STATED TASK = Copy the lines below character for character, changing nothing.

━━━━

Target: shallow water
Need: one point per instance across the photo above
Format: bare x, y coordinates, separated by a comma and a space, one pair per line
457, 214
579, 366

━━━━

ANSWER FOR THIS EXERCISE =
Target: shallow water
Need: one point per instance across the photo above
Format: bare x, y coordinates, separated by a comma and a space, one pair per line
457, 214
579, 366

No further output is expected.